◆ Goal ◆
Find every line in the items below that contains the word "tall" and copy each of those lines.

◆ Dataset rows ◆
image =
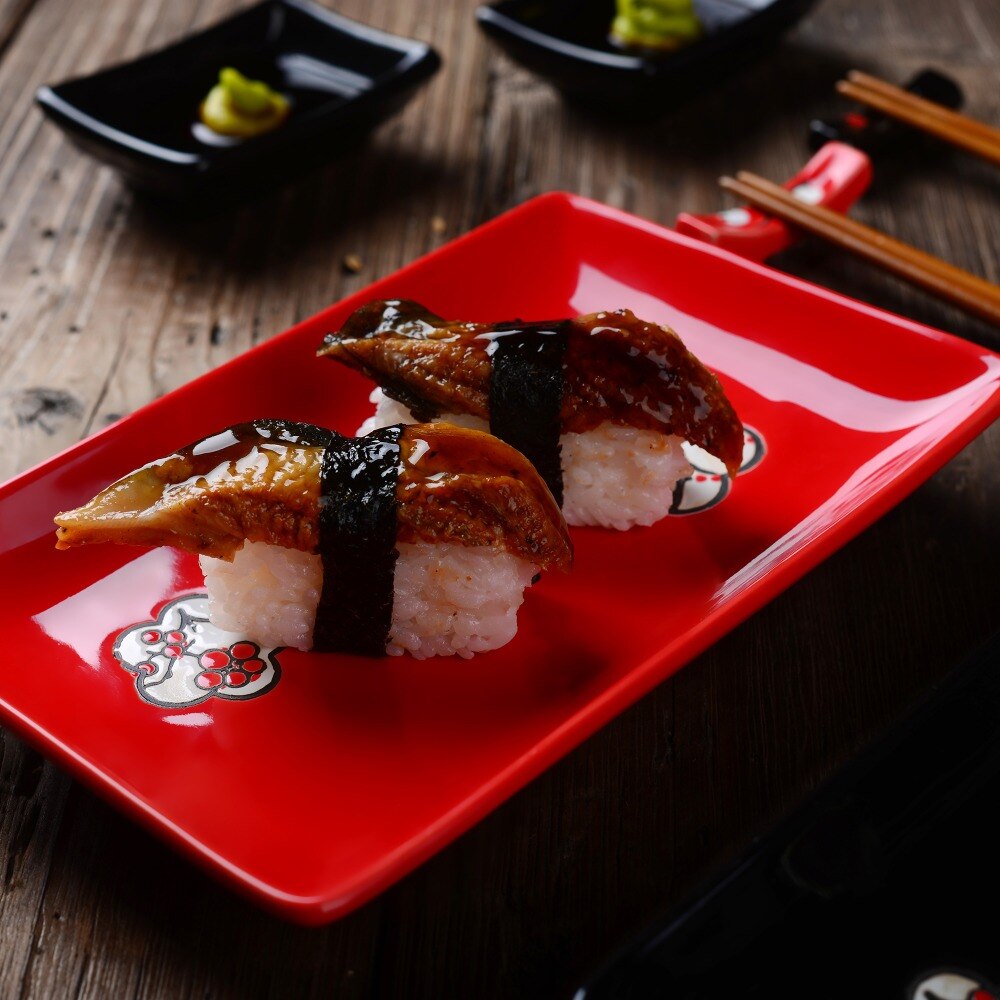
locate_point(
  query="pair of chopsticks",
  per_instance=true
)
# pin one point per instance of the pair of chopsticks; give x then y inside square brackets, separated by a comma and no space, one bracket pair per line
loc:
[960,130]
[975,295]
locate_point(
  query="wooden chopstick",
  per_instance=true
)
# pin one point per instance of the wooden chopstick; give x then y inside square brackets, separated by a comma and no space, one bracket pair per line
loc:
[960,130]
[973,294]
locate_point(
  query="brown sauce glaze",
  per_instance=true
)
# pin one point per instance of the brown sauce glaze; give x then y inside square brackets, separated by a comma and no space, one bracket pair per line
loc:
[617,368]
[465,486]
[261,481]
[256,482]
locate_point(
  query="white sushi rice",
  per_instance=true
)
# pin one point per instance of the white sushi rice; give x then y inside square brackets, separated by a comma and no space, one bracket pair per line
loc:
[448,599]
[613,476]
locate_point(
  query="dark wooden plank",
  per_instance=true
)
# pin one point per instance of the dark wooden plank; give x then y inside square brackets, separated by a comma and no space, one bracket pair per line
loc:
[106,303]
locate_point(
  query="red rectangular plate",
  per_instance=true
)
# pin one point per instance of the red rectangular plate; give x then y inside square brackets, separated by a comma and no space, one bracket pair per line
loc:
[345,774]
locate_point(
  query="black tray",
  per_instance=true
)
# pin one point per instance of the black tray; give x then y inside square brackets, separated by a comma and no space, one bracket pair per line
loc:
[885,882]
[566,41]
[342,77]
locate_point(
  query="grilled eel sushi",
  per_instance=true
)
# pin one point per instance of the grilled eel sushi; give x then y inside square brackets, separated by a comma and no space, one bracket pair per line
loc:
[417,538]
[601,404]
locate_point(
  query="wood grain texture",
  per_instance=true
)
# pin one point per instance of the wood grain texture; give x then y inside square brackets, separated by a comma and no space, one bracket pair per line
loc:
[106,303]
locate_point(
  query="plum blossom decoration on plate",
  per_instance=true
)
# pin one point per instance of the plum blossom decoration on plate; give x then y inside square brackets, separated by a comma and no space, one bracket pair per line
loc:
[181,659]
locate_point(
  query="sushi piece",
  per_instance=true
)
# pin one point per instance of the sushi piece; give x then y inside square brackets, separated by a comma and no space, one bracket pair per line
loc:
[416,538]
[601,404]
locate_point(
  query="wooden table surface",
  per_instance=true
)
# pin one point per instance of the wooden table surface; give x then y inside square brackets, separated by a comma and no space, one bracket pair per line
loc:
[107,302]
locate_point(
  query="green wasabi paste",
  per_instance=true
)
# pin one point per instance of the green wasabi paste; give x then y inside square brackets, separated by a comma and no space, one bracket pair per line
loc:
[655,24]
[240,107]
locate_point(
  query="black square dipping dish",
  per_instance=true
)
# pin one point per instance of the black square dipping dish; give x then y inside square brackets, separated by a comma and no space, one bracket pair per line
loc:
[142,117]
[567,42]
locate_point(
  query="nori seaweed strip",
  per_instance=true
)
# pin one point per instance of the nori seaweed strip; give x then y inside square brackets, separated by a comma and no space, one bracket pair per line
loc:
[357,531]
[526,390]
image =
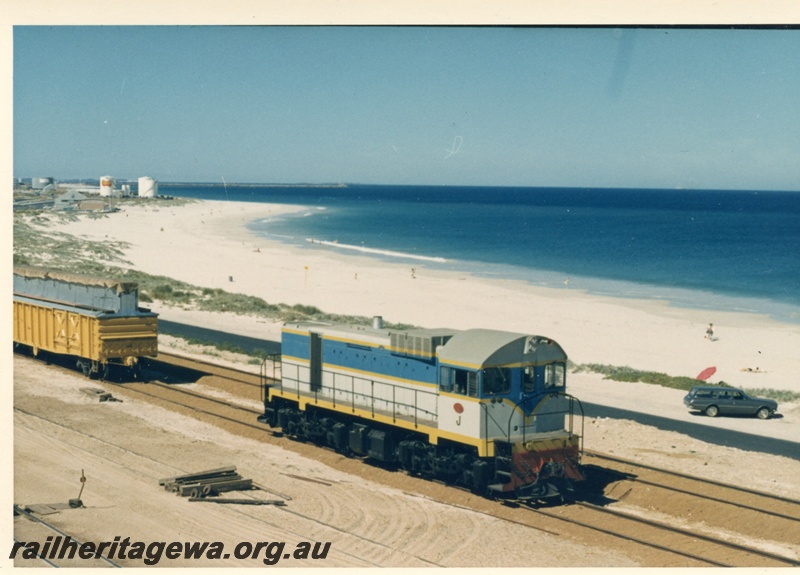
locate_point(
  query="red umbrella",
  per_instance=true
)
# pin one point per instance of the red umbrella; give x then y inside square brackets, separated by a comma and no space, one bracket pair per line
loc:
[706,373]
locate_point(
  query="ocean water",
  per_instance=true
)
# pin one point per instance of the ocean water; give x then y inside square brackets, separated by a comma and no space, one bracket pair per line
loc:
[734,250]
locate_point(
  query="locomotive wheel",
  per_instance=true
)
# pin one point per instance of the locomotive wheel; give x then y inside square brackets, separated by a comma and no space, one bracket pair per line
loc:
[84,366]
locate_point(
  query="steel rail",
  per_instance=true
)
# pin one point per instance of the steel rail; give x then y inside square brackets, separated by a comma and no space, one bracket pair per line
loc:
[692,477]
[33,517]
[693,534]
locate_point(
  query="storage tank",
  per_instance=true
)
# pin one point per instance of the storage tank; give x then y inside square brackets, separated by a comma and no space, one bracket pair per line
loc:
[41,183]
[106,186]
[148,187]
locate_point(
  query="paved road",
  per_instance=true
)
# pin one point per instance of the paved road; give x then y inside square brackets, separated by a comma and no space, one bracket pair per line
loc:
[719,436]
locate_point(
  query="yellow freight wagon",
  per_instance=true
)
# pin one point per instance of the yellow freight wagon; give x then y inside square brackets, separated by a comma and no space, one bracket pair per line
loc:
[97,320]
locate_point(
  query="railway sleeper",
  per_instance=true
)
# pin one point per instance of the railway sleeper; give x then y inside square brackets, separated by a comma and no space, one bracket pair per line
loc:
[449,463]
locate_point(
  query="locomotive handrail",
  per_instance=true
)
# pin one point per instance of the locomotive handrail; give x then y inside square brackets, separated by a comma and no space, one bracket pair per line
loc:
[329,392]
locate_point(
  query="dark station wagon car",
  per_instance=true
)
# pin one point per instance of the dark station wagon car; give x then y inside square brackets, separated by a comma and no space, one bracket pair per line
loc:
[716,400]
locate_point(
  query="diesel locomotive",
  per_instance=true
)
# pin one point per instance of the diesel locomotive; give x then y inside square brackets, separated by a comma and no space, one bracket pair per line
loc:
[483,409]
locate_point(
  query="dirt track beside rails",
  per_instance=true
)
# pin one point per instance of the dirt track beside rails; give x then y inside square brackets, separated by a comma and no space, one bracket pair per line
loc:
[373,517]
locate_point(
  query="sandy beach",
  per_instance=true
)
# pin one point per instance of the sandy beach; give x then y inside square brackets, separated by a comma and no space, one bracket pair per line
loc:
[207,243]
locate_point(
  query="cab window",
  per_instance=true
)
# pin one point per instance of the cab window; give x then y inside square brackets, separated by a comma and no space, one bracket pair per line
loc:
[528,381]
[496,380]
[554,376]
[460,381]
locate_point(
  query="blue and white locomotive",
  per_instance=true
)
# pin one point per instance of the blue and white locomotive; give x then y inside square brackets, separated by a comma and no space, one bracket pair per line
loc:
[479,408]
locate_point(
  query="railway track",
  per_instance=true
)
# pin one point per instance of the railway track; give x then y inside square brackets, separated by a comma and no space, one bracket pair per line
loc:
[620,519]
[252,516]
[40,530]
[626,524]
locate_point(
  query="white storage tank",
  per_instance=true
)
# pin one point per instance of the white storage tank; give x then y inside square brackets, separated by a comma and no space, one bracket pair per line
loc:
[148,187]
[107,186]
[41,183]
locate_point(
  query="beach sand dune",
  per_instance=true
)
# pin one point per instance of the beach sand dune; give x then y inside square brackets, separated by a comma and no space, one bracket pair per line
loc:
[208,244]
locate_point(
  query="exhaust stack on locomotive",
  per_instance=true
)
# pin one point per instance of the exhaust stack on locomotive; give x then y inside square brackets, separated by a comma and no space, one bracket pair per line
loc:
[479,408]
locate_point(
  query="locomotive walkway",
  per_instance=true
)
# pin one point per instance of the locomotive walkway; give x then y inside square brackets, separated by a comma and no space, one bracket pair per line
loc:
[717,433]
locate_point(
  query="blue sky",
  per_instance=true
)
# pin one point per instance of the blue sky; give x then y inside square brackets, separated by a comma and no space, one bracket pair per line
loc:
[604,107]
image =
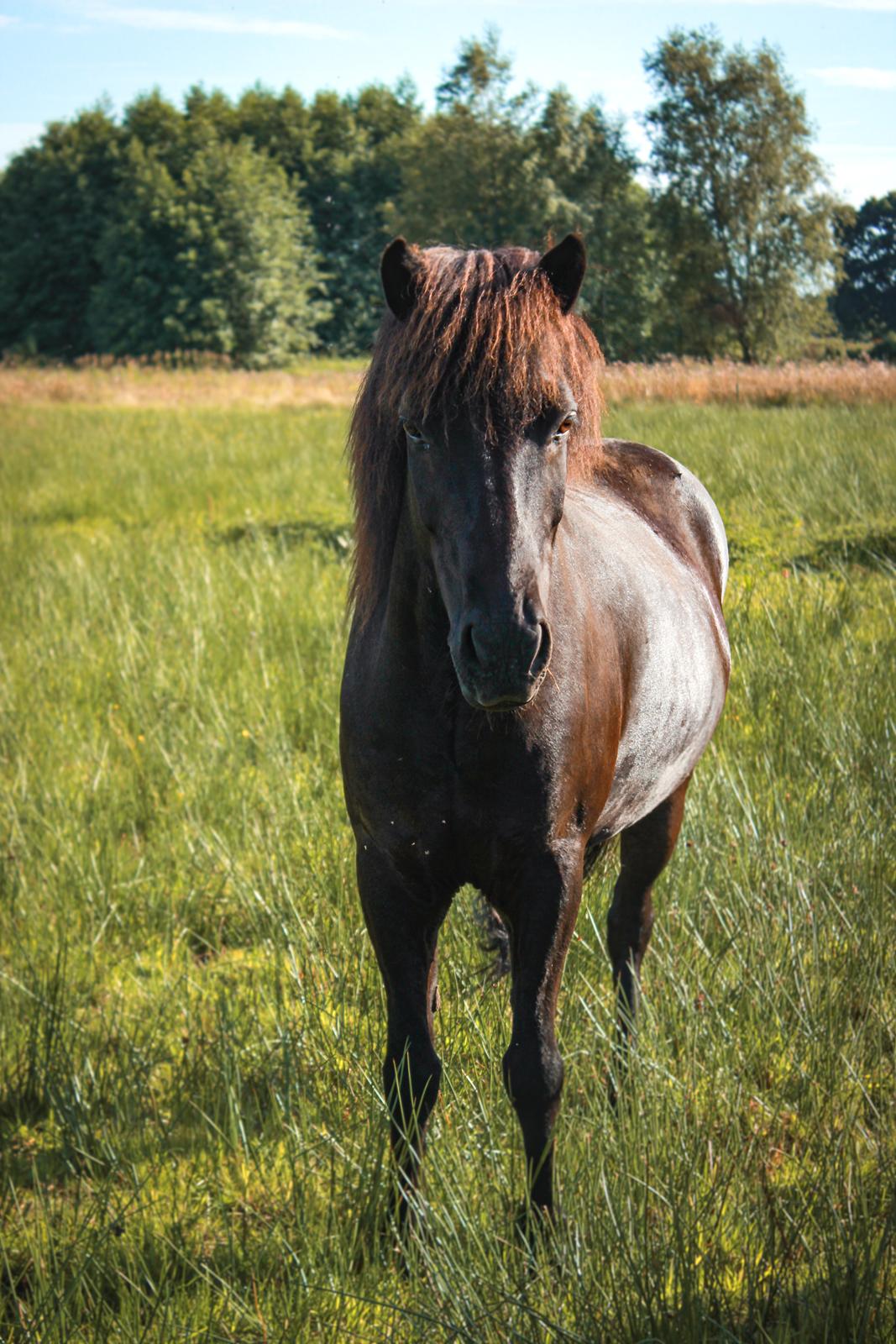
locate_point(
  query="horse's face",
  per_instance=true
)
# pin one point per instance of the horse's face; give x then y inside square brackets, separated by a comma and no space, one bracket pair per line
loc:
[486,503]
[486,511]
[486,506]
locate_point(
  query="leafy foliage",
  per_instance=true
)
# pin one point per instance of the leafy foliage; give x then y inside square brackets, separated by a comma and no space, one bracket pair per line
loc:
[219,260]
[113,235]
[866,300]
[741,212]
[54,201]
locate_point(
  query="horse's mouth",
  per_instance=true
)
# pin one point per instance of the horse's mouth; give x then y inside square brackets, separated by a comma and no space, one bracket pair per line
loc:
[508,702]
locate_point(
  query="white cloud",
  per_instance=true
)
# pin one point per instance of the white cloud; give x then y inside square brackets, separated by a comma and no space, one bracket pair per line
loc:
[196,20]
[860,171]
[856,77]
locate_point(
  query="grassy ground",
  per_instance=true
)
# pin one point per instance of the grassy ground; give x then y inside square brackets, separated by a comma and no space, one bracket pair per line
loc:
[191,1021]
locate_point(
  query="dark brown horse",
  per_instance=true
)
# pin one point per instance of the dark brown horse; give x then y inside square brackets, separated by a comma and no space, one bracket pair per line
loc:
[537,656]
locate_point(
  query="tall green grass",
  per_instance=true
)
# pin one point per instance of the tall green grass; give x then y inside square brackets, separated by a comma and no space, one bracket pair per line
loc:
[191,1126]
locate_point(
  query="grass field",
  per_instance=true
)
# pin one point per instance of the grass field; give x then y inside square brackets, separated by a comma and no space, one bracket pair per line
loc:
[192,1142]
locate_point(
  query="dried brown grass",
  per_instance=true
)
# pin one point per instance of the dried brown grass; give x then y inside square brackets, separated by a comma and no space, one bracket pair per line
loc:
[329,383]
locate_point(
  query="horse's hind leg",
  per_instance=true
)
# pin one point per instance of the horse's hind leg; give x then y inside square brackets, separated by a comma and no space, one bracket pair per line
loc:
[405,931]
[645,850]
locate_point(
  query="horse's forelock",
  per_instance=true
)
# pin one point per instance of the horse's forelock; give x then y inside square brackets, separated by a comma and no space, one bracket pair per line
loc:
[488,333]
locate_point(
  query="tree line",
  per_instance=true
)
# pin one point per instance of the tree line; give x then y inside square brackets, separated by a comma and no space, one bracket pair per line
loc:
[253,228]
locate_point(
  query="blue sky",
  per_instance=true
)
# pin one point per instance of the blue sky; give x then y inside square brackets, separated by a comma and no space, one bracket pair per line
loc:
[60,55]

◆ Response to this task ◆
  query="tall green grass",
# pin one point per instance of the tall green grass; give x then y inside square brackets, separated by a comma and no space, one bracket pair per line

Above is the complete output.